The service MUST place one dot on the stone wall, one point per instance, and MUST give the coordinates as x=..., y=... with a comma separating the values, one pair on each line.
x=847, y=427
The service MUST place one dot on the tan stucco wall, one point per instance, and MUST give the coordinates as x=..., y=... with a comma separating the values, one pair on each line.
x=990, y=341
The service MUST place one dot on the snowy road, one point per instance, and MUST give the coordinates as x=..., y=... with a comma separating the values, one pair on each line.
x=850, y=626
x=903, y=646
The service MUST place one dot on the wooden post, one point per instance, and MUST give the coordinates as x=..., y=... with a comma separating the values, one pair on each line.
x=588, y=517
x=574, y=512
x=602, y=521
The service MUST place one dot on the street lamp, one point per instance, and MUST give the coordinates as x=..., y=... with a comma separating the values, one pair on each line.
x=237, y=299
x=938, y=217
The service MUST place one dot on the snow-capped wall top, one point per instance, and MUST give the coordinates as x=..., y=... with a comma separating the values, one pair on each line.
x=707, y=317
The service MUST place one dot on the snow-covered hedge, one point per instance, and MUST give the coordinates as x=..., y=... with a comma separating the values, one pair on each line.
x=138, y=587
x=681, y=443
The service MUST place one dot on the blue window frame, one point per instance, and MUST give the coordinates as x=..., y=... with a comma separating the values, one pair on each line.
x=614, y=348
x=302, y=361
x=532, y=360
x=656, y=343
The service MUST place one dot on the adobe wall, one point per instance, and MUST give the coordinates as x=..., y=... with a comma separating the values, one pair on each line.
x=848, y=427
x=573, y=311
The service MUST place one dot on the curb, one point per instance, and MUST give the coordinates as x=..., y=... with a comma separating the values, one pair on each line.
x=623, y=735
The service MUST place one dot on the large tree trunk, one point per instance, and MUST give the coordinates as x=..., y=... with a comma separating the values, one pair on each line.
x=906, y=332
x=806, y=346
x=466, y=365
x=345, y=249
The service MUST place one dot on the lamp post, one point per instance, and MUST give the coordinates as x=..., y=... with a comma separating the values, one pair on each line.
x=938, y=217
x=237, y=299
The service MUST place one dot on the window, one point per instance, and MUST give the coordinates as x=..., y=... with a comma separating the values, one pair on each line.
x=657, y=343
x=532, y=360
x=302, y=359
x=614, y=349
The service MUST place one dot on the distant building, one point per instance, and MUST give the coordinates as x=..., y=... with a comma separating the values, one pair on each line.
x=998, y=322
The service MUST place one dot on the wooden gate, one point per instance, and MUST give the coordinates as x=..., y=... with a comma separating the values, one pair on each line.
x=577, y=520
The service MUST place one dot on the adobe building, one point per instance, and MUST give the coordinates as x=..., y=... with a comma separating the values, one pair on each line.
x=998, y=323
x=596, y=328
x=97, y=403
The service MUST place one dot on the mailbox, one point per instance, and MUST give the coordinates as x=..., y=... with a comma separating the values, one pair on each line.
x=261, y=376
....
> _Problem to work on_: Revise every record above so that "The labeler" stands wherever "The service" appears, and leave all other text unchanged.

> _Answer to this task_:
The labeler MUST place one dot on the stone wall, one point per instance, and MUST give the coordinates as x=..., y=... with a comma separating the values, one pair on each line.
x=847, y=427
The labeler MUST place one dot on the tan stucco wall, one point per instance, and MUST give the coordinates as x=..., y=... with a comma separating the values, one pair on each line.
x=990, y=341
The labeler MUST place one dot on the snowy road, one point per instance, and MUST give the coordinates as x=..., y=... with a comma separating the values, one pair on each line.
x=850, y=626
x=903, y=646
The labeler MUST place one dot on the wooden post, one point per instance, and MUST give the coordinates as x=..., y=... with a comma separating the values, one pair on each line.
x=588, y=517
x=574, y=512
x=602, y=521
The labeler MUST place one dot on the street lamp, one point per instance, and MUST give the coordinates as x=..., y=... with a comma separating the values, one pair on each line.
x=237, y=299
x=938, y=217
The labeler MUST place one dot on the snow-capped wall top, one point per instance, and MUST give the coordinates as x=..., y=... with a comma separating the values, one pair on each line.
x=707, y=317
The labeler MUST place one dot on the snow-covered hedge, one point per instance, and MUST give the coordinates as x=..., y=... with a comma separating the values, one pair on each line.
x=138, y=587
x=681, y=443
The labeler MUST place one dot on the blue window frame, one point per instance, and MUST give the coordinates as x=..., y=... with a comma separating the values, one pair on each line.
x=614, y=348
x=302, y=361
x=532, y=360
x=656, y=343
The labeler MUST place one dot on the adobe wall, one point per instance, and MUST give the coordinates as x=..., y=... with a comma separating the values, one pair on each line.
x=848, y=427
x=573, y=311
The labeler MUST place one dot on the curb, one point per instance, and MUST give the coordinates as x=..., y=... with a comma separating the values, one pair on each line.
x=623, y=735
The labeler MUST place one dot on the large tree trunk, one point per instance, and MUST give the coordinates as x=..., y=... with a comma separating the values, one pair on each line.
x=906, y=332
x=806, y=346
x=466, y=365
x=345, y=249
The labeler MUST place one dot on the lamp post, one point per instance, and MUST give the coordinates as x=..., y=... with a comma separating the values, one pair on each line.
x=938, y=217
x=237, y=299
The labeler MUST place one dot on the window, one point per instance, and MUST give the coordinates as x=..., y=... with a comma separating the values, one pair on each line.
x=657, y=343
x=532, y=360
x=302, y=359
x=614, y=349
The labeler MUST place one dot on the distant building, one point per instance, and MUST give the coordinates as x=..., y=... with a comma separating the values, one pair on each line.
x=998, y=322
The labeler MUST place one dot on the wooden gate, one point per instance, and MUST give the coordinates as x=..., y=... with a comma separating the values, one pair on each line.
x=577, y=520
The labeler MUST place one dot on the adobe building, one point per instance, and MUST give the coordinates as x=..., y=... with a comma separating the values, one pair on each line.
x=998, y=323
x=596, y=328
x=97, y=403
The labeler MUST place one dot on the mailbox, one point per instance, and MUST give the coordinates as x=..., y=... with a comma separating the values, one pair on each line.
x=261, y=376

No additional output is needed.